> _EXTRACT_:
The Mayflower Park Hotel in Seattle, Washington is a hotel built in 1927 which claims to be the oldest continuously operating hotel in downtown Seattle. Its façade includes extensive terra cotta detailing.

It was opened in 1927 as the Bergonian, built by Stefan Berg, a prominent Seattle realtor and builder who had previously built a number of other hotels in the city, as well as apartments and family homes. It was designed by the firm of Stuart & Wheatley, who had worked with Berg on several previous projects that incorporated his surname (The Stephensberg and Berg, later Biltmore, apartments on Capitol Hill). With 240 rooms, it was constructed in six months at a cost of $750,000, opening to the public ahead of schedule on the evening of July 16, 1927.

> _GIVEN DATA_:

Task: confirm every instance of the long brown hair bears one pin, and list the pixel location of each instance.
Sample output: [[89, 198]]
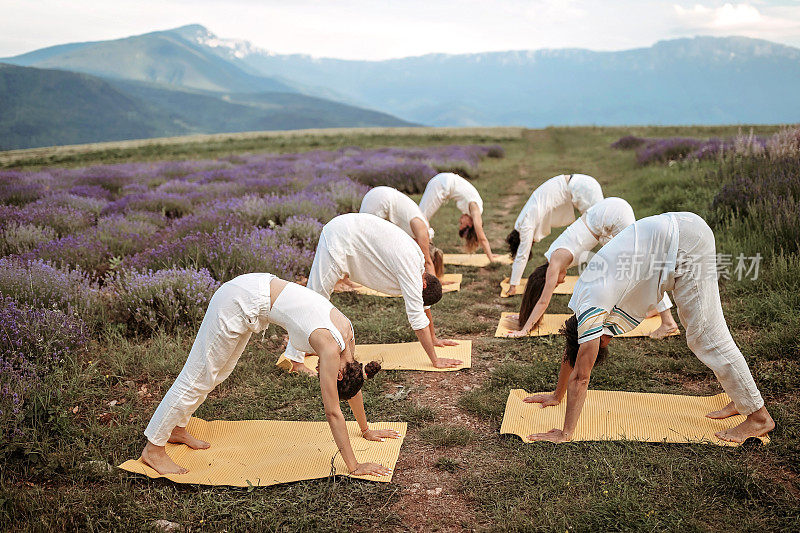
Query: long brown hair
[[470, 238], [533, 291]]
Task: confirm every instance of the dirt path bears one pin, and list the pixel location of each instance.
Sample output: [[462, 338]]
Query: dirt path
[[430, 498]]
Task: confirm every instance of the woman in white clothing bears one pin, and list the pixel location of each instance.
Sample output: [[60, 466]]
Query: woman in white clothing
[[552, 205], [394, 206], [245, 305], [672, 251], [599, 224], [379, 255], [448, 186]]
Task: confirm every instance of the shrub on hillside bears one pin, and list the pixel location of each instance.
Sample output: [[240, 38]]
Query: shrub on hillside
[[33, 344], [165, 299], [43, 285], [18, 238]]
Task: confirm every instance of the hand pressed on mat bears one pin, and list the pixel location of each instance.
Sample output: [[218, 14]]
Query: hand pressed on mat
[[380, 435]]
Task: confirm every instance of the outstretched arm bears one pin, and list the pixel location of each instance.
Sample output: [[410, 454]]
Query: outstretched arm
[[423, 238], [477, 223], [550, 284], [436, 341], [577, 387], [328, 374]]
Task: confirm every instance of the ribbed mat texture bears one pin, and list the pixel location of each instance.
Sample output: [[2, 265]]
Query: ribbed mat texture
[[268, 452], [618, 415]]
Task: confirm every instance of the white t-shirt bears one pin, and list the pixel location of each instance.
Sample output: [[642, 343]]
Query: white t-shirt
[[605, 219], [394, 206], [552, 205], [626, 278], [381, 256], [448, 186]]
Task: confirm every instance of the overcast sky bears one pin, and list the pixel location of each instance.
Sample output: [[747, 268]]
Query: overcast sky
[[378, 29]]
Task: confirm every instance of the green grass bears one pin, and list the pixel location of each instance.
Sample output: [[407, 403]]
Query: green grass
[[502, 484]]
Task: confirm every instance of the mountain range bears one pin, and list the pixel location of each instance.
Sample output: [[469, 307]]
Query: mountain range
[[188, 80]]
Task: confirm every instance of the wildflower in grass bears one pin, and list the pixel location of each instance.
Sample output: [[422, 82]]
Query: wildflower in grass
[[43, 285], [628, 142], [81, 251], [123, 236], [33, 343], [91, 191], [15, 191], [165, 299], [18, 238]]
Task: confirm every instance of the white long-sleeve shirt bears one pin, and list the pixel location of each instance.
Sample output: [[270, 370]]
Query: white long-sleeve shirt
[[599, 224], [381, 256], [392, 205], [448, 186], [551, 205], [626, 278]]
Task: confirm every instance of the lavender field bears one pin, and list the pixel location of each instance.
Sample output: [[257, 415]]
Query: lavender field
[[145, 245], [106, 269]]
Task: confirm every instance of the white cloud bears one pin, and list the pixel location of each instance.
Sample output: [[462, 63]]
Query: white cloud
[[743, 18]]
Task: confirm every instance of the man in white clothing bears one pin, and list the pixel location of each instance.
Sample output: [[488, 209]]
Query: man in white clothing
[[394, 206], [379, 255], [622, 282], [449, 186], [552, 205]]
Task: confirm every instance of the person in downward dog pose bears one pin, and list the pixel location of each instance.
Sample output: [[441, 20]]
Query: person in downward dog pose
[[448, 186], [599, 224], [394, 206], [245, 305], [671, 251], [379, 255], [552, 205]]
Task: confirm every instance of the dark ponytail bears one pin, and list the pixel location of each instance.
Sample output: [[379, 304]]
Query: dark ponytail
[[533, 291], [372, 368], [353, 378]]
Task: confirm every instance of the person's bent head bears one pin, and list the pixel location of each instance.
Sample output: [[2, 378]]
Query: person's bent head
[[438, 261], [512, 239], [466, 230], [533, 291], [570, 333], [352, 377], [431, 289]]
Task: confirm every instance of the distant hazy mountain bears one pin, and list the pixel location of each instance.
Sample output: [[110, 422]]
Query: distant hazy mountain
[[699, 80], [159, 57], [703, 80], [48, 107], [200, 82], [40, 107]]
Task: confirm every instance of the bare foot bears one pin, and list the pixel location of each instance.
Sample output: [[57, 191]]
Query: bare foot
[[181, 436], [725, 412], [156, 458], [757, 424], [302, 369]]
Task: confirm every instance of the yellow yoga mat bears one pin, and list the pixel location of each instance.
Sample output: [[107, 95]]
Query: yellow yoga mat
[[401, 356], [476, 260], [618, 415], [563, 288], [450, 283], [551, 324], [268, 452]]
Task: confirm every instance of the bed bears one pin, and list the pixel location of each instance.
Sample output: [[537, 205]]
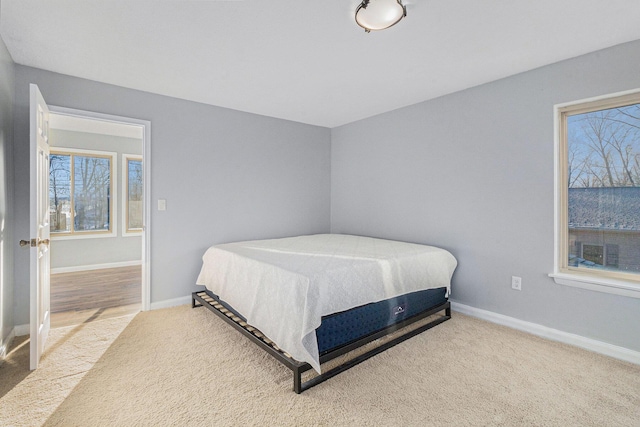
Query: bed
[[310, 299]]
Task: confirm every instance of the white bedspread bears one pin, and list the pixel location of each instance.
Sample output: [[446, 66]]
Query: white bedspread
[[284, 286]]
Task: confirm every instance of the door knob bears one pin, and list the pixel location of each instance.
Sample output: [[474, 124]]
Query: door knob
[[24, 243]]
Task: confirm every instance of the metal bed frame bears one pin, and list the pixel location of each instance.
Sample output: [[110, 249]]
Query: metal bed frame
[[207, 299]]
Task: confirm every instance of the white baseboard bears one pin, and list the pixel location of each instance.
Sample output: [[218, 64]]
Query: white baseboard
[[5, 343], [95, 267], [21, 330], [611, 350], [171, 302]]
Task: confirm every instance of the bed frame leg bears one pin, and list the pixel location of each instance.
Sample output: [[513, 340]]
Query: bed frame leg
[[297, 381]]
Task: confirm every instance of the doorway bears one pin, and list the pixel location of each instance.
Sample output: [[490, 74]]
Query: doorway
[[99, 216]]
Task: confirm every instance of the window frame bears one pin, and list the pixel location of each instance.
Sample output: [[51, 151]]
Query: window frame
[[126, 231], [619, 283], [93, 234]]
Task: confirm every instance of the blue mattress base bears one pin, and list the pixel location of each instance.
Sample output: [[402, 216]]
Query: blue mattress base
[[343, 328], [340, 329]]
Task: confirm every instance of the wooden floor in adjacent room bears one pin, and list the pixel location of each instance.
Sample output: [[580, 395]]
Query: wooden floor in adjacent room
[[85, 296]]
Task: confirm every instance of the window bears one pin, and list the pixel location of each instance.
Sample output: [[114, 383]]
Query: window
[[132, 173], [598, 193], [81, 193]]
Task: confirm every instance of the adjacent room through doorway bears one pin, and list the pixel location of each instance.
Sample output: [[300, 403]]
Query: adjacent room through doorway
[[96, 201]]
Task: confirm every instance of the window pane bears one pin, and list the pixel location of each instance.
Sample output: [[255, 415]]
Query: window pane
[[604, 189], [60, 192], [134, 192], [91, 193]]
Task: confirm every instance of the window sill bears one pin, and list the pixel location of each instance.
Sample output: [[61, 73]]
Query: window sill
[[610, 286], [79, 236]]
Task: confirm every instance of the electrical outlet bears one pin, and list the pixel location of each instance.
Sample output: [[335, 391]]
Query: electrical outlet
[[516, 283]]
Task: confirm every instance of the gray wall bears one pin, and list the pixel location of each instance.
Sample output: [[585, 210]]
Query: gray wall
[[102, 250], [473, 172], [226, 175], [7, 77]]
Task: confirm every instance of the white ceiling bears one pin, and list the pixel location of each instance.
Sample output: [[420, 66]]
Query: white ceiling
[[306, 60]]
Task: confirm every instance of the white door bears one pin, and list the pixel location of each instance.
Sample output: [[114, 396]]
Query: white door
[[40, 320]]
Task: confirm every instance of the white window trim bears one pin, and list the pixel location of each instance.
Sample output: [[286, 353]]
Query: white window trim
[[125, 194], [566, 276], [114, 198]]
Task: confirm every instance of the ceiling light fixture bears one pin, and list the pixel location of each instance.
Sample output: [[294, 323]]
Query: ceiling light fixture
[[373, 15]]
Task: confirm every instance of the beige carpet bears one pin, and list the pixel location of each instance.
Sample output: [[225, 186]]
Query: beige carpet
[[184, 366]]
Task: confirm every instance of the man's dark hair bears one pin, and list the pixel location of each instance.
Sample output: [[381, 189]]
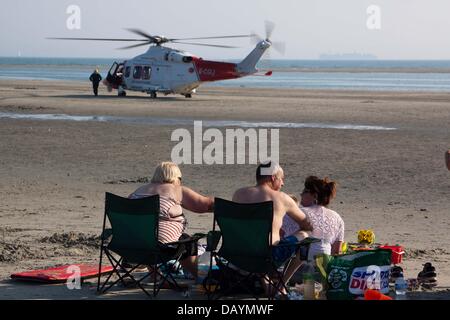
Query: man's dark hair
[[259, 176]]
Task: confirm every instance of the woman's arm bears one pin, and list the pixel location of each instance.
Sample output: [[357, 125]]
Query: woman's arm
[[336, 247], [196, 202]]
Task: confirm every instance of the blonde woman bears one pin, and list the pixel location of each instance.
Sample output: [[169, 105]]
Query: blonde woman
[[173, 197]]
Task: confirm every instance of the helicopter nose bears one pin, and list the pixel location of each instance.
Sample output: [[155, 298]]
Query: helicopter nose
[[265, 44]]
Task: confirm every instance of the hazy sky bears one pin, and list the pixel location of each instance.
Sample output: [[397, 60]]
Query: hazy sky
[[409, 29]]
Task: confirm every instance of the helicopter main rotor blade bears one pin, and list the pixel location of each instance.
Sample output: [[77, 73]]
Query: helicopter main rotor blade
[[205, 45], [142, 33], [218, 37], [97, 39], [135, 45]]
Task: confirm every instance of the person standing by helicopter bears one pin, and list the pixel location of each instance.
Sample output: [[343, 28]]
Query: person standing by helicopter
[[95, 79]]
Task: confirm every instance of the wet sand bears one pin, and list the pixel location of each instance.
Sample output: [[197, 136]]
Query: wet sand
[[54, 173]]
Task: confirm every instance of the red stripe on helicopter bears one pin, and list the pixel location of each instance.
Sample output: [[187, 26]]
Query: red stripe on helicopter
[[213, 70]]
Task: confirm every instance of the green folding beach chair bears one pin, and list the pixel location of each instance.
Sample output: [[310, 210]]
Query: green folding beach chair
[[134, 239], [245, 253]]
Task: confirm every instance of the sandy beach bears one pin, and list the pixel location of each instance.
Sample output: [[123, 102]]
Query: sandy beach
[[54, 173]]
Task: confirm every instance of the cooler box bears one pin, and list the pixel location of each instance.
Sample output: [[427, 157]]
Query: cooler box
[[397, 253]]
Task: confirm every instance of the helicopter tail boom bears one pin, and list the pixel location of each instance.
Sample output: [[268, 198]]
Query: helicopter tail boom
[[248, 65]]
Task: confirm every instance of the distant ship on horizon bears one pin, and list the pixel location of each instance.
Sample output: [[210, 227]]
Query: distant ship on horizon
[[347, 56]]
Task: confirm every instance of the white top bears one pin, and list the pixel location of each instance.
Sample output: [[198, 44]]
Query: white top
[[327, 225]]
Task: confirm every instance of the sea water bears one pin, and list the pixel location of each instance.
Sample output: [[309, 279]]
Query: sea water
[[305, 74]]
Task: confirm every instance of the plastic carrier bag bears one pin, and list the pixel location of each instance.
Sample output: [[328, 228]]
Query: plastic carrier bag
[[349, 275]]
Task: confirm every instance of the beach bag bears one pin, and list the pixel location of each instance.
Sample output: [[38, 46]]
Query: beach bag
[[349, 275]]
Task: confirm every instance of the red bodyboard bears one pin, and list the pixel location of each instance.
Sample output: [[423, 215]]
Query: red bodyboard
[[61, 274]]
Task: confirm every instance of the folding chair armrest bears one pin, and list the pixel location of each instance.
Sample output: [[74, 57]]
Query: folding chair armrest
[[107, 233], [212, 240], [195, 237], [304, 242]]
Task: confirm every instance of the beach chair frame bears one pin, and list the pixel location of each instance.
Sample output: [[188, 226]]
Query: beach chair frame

> _REQUIRED TASKS_:
1. Using the Mayflower Park Hotel text, decide whether each statement agrees with it. Answer yes or no for each, and quote the words of the text that decide it. (a) The hotel first opened under the name the Bergonian. (b) Building the hotel took twelve months. (c) The hotel opened later than planned.
2. Select every line of the records that contains the word "yellow". Case counts.

> _THE RESPONSES_:
1.
(a) Yes: "It was opened in 1927 as the Bergonian"
(b) No: "it was constructed in six months at a cost of $750,000"
(c) No: "opening to the public ahead of schedule on the evening of July 16, 1927"

2.
Task: confirm every instance of the yellow yoga mat bears one pin, and list the pixel location of each instance.
Query: yellow yoga mat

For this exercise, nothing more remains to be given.